(GIVEN INFORMATION Opens)

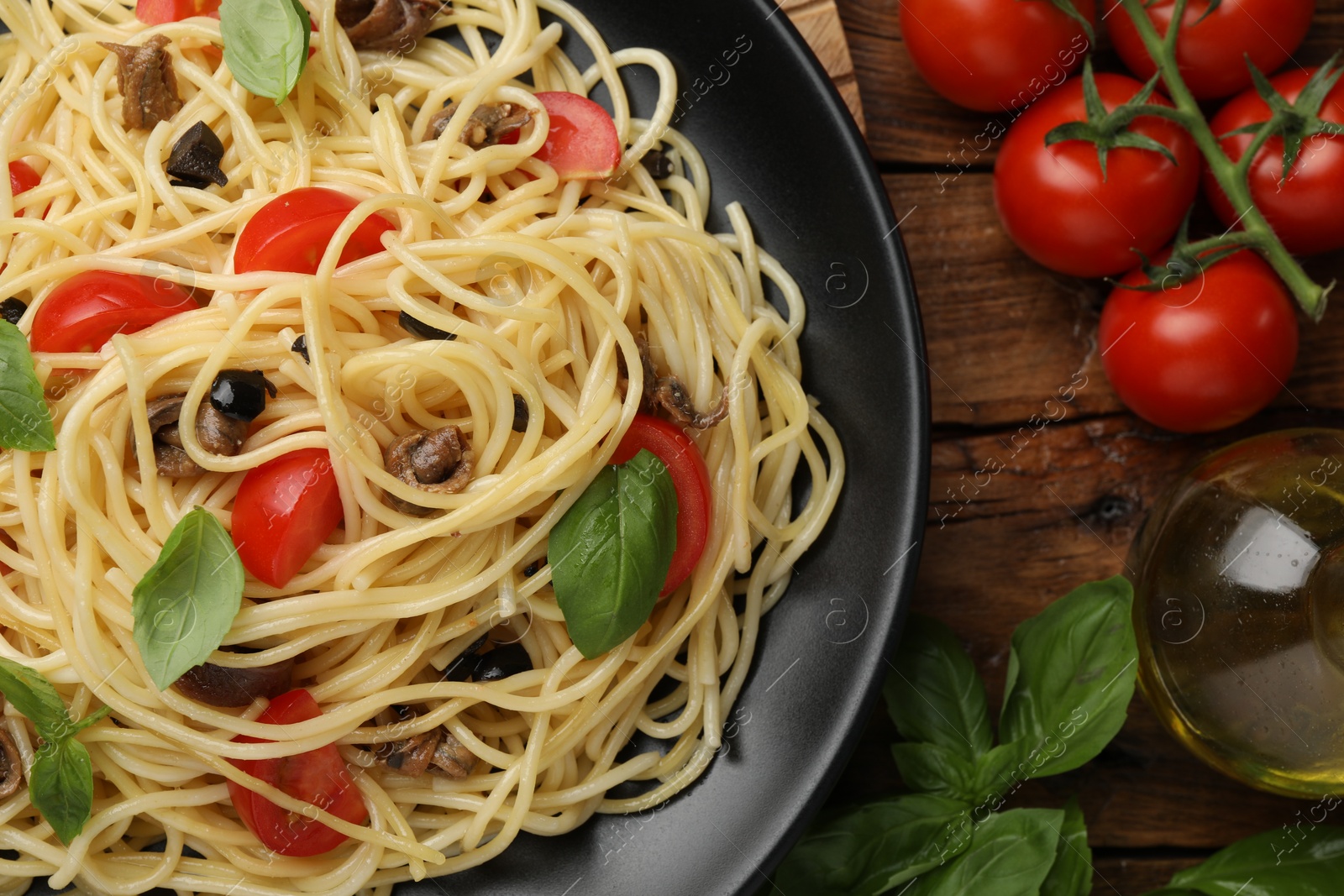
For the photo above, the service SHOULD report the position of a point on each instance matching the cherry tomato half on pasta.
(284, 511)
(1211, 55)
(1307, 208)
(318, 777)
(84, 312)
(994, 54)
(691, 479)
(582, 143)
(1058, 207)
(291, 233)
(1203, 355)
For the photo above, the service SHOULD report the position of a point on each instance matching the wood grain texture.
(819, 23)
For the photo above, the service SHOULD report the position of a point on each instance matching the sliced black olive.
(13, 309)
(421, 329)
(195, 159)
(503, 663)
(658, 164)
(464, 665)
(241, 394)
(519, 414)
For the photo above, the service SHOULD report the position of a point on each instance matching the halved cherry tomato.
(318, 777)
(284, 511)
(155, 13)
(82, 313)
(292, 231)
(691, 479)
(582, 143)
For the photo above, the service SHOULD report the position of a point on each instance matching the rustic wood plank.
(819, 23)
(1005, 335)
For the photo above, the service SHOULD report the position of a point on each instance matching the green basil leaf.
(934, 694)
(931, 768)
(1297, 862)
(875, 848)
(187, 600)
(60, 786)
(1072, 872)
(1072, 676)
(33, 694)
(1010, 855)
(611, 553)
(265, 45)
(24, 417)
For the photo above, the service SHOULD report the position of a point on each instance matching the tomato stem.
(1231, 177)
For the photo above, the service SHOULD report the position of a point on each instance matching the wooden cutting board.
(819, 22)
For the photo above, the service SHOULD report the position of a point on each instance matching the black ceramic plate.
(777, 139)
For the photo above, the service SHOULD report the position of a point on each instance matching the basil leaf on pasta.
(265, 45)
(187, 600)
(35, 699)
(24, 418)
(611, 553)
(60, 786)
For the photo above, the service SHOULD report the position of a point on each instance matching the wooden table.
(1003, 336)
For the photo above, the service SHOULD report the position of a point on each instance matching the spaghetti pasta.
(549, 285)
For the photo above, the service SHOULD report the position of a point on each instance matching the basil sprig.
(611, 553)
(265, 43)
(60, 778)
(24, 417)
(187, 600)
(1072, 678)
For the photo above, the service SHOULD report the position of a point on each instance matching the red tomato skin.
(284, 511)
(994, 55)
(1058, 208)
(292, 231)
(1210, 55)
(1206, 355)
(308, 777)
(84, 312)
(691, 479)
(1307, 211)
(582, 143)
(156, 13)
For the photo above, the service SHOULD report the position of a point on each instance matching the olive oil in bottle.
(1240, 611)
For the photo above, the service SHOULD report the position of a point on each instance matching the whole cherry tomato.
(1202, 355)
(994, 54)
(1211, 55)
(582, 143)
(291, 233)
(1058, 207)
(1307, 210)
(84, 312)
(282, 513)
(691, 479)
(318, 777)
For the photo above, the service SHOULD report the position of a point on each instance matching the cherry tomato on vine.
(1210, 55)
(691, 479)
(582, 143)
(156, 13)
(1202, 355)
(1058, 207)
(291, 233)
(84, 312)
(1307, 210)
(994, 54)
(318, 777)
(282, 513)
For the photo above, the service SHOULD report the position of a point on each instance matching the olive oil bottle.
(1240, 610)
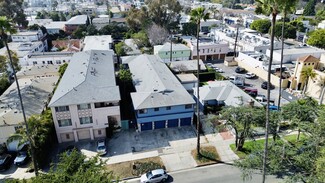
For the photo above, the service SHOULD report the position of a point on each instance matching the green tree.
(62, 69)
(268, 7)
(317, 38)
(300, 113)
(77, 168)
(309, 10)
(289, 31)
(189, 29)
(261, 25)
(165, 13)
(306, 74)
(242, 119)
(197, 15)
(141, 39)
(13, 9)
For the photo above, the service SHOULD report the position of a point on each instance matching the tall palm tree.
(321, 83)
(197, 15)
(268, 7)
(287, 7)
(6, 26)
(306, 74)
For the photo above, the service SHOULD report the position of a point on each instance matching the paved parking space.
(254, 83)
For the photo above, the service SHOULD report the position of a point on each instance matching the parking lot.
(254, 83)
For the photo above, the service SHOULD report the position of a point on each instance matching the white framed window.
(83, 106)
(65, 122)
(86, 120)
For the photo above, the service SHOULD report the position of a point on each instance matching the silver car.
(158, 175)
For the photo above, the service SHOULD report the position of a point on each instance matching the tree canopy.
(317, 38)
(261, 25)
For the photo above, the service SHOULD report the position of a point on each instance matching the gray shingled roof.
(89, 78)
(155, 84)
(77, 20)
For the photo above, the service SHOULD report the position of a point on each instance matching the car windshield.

(GIVEN INFORMATION Closes)
(GIVEN INFORMATION Opens)

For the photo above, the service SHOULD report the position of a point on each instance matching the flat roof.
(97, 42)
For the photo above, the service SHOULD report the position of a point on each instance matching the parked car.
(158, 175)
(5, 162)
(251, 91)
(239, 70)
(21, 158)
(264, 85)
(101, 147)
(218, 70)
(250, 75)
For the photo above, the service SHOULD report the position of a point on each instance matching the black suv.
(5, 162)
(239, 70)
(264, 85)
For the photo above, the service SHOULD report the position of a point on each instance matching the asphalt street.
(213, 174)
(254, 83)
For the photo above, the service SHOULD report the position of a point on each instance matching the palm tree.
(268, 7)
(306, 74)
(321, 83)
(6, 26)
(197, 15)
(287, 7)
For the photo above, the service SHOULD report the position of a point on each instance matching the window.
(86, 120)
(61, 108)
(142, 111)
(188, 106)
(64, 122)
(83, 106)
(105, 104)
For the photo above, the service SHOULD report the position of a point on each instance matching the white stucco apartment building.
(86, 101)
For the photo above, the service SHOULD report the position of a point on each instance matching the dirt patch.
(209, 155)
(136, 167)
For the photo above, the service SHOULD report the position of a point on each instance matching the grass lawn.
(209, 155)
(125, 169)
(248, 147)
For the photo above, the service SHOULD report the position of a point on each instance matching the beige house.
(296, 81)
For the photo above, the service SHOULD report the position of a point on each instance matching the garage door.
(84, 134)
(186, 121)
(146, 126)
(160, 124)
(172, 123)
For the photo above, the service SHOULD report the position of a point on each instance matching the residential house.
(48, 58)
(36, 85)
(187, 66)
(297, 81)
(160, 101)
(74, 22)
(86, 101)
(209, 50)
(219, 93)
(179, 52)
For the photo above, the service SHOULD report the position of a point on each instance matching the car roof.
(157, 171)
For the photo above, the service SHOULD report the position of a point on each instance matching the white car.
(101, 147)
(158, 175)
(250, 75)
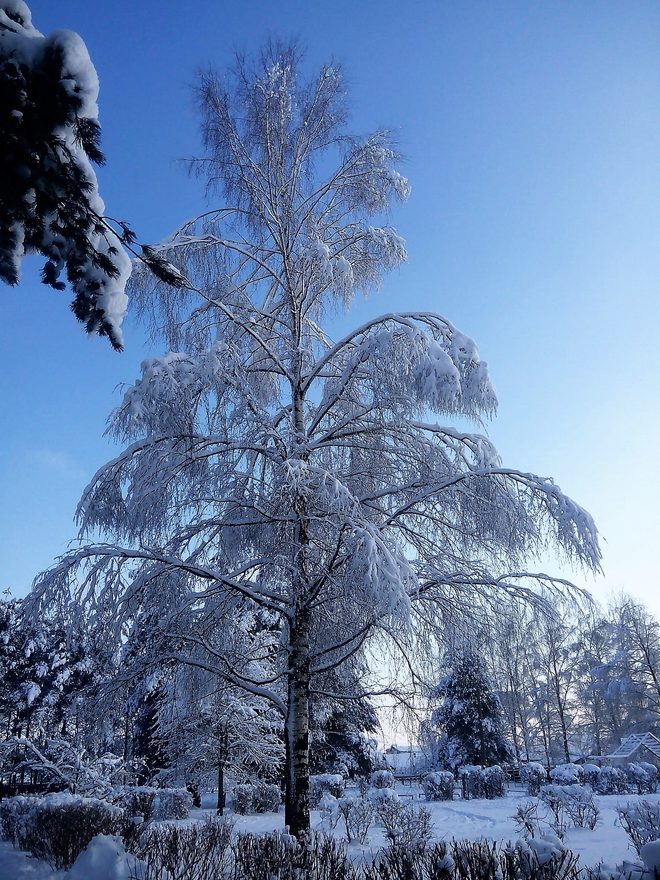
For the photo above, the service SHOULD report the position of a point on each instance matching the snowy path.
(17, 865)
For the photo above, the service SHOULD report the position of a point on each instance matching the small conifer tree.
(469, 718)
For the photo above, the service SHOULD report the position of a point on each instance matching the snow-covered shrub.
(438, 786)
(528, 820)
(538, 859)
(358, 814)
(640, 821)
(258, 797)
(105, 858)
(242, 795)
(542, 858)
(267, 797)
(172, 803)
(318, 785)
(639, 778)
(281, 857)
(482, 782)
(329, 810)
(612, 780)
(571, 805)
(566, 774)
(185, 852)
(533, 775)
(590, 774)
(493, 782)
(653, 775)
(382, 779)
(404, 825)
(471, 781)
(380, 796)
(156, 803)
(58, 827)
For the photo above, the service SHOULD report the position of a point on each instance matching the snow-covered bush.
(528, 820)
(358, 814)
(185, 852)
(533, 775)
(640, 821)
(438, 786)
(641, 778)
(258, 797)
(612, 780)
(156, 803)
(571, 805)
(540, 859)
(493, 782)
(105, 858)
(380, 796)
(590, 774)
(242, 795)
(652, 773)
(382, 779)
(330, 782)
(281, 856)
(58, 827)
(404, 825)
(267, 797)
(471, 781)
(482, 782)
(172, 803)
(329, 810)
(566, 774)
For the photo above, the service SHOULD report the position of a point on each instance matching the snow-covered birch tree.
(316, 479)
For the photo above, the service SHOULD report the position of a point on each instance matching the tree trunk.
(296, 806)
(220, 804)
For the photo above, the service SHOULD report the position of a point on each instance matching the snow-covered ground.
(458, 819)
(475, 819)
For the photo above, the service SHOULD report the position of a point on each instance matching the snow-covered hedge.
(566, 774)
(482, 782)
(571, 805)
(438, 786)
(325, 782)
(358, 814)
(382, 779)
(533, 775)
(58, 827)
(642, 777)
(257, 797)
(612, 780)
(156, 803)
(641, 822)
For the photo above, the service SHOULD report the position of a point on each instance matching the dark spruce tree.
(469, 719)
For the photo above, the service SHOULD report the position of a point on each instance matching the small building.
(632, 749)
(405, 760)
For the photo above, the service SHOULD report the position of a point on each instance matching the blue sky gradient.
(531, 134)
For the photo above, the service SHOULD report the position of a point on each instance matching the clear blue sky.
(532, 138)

(GIVEN INFORMATION Closes)

WHAT TO PRODUCE: After locating the line with "paved parking space." in the material above, return it and each line after it exactly, ending at the line with "the car windshield.".

OUTPUT FOR THIS TASK:
For the photo above, the service SHOULD report the position of a point on each instance matching the paved parking space.
(254, 83)
For the photo above, the service SHOULD report the position of a point on each instance matching the parking lot.
(254, 83)
For the photo above, the service SHOULD report the position of a point on each instance matching the white framed window.
(83, 106)
(65, 122)
(86, 120)
For the photo above, the service SHOULD report the position of a point on each instance matching the silver car.
(158, 175)
For the photo above, the service SHOULD report the position of a point on each instance matching the tree canopy.
(317, 38)
(261, 25)
For the photo above, the service SHOULD report the position of a point on each instance matching the gray shingled roof.
(89, 78)
(155, 84)
(77, 20)
For the photo above, the service SHOULD report the position of a point on each instance matching the car windshield.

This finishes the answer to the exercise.